To do. Each entry should be set down again verbatim, with the images omitted.

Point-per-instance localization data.

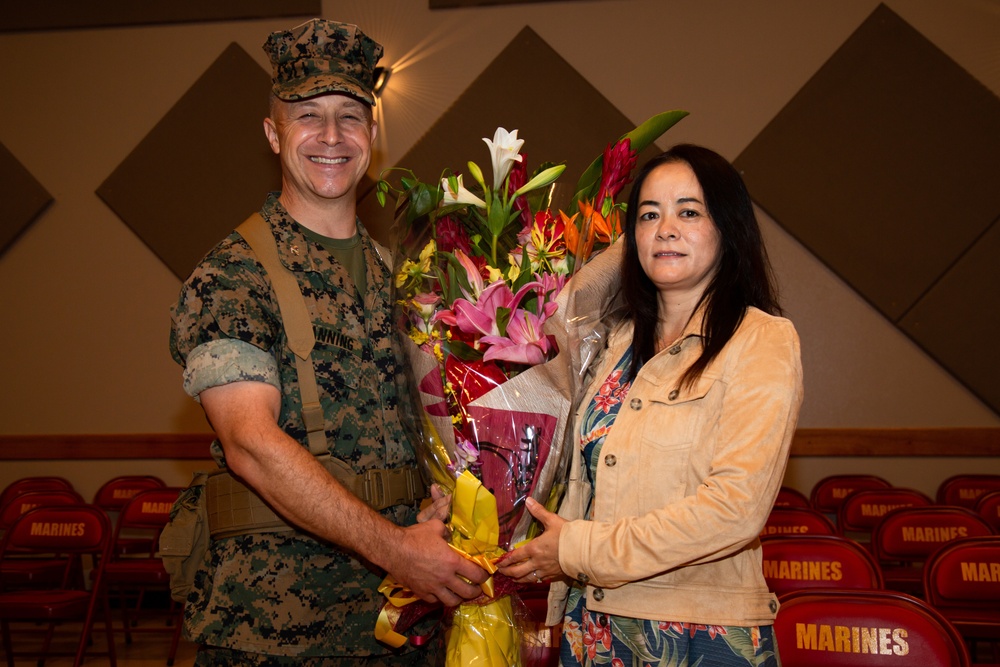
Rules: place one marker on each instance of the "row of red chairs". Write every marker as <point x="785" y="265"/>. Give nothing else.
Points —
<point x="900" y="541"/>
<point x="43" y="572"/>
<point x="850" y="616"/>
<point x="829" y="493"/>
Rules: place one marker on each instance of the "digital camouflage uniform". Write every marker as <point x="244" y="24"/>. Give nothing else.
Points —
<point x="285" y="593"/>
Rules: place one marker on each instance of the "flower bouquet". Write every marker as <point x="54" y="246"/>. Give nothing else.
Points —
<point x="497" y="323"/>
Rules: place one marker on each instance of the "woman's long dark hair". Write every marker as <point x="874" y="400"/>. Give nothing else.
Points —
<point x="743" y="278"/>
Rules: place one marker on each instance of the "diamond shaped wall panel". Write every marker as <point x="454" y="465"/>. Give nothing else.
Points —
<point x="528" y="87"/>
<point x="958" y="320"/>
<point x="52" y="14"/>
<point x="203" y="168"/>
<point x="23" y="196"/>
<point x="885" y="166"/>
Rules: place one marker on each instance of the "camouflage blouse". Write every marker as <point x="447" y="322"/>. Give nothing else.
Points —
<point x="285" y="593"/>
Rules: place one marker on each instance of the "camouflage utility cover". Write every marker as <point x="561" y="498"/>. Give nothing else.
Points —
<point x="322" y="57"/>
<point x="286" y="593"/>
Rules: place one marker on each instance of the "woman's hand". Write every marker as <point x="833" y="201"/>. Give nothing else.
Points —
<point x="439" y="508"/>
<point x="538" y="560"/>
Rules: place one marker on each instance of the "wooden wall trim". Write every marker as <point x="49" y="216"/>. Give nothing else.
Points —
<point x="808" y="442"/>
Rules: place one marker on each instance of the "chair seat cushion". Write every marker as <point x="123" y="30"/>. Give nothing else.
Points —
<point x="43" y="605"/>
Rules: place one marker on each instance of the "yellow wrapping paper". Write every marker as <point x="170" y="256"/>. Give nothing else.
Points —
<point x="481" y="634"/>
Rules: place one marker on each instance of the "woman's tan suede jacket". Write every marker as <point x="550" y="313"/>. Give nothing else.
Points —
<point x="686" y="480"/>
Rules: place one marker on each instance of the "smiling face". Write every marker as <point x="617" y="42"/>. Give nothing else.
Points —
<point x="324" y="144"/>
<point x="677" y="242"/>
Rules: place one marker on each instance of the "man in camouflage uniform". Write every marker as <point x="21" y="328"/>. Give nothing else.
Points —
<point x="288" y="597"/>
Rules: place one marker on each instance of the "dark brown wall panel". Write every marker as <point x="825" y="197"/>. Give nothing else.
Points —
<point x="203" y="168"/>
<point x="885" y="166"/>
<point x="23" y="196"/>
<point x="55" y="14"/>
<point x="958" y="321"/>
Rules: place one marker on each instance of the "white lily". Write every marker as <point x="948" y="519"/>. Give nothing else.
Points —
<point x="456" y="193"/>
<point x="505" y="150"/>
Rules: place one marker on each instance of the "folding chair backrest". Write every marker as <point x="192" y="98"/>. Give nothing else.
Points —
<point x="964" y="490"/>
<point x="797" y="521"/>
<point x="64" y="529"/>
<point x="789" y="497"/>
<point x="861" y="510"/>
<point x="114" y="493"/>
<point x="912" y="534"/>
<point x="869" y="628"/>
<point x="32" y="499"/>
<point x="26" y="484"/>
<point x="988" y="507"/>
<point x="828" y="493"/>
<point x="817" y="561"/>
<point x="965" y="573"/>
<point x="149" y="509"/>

Solved problem.
Rules: place one marker on each instance of the "row of red chairs". Write every marker as <point x="785" y="265"/>. Give nothing else.
Points —
<point x="900" y="541"/>
<point x="43" y="572"/>
<point x="850" y="616"/>
<point x="829" y="493"/>
Rules: place one marker on each instance of the "digital camouflage uniform". Write every marker as <point x="244" y="24"/>. Give nothing else.
Points —
<point x="285" y="593"/>
Rules: place one marker on each instance of the "flower bouquet". Write every marker as <point x="54" y="246"/>. Give nothing else.
Points —
<point x="497" y="323"/>
Rules: place one marker on each instance of the "woman's long dark hair". Write every marker as <point x="874" y="400"/>. Give nothing else.
Points —
<point x="743" y="278"/>
Rules: place one marker on each instance of the "diamond shaped wall panel". Write every marker as <point x="454" y="465"/>. Give nothing else.
Points —
<point x="528" y="87"/>
<point x="958" y="320"/>
<point x="52" y="14"/>
<point x="203" y="168"/>
<point x="23" y="196"/>
<point x="885" y="166"/>
Rules: place one marker on each instance of the "camouflage blouse". Write every marker as <point x="447" y="322"/>. Give nothing else.
Points —
<point x="285" y="593"/>
Rules: place one marker on each instance of the "camouflage utility cover". Write every marker as <point x="561" y="498"/>. Give nothing else.
Points —
<point x="322" y="57"/>
<point x="286" y="593"/>
Rules: place one marker on each instance of the "woman's hand". Write every marker as <point x="833" y="201"/>. Give nothing else.
Points —
<point x="439" y="508"/>
<point x="538" y="560"/>
Rules: place one marker on each instance of the "wooden wall trim". Write every marker as <point x="49" y="216"/>. Give nothing else.
Points —
<point x="808" y="442"/>
Rules: place one marker on each instance of the "chair seat cushion". Write every marker as <point x="123" y="30"/>. Give nothing else.
Points —
<point x="43" y="605"/>
Rules: place one marker on each instance of the "yellow wrapping paper". Write every marker as <point x="170" y="256"/>. Give nothing else.
Points —
<point x="481" y="634"/>
Rules: place one marker on each instance of the "woman's tan suede jacket". Write every marker as <point x="550" y="313"/>. Give nothing else.
Points —
<point x="686" y="480"/>
Rules: place one marker on each instance of the "smiling face". Write every marker as <point x="617" y="42"/>. Give nothing else.
Points —
<point x="324" y="144"/>
<point x="677" y="242"/>
Rules: place one marker on each instance of the "man in camouflage uniform". Write every marker as <point x="21" y="328"/>. Give nothing else.
Points —
<point x="288" y="597"/>
Rules: place one marker on each instance of the "dark brown wall panel". Write every marker as <point x="825" y="197"/>. Give nothing else.
Points —
<point x="203" y="168"/>
<point x="885" y="166"/>
<point x="23" y="196"/>
<point x="55" y="14"/>
<point x="958" y="321"/>
Rules: place one marker on each instance of the "white lily". Write every marker as <point x="948" y="519"/>. Give nothing else.
Points —
<point x="456" y="193"/>
<point x="505" y="150"/>
Rules: place one marker on each instance of the "folding chair backrest". Write every marker as <point x="192" y="98"/>. Give nothing else.
Points —
<point x="964" y="490"/>
<point x="797" y="521"/>
<point x="64" y="529"/>
<point x="789" y="497"/>
<point x="861" y="510"/>
<point x="114" y="493"/>
<point x="912" y="534"/>
<point x="869" y="628"/>
<point x="32" y="499"/>
<point x="26" y="484"/>
<point x="988" y="507"/>
<point x="828" y="493"/>
<point x="817" y="561"/>
<point x="965" y="573"/>
<point x="149" y="509"/>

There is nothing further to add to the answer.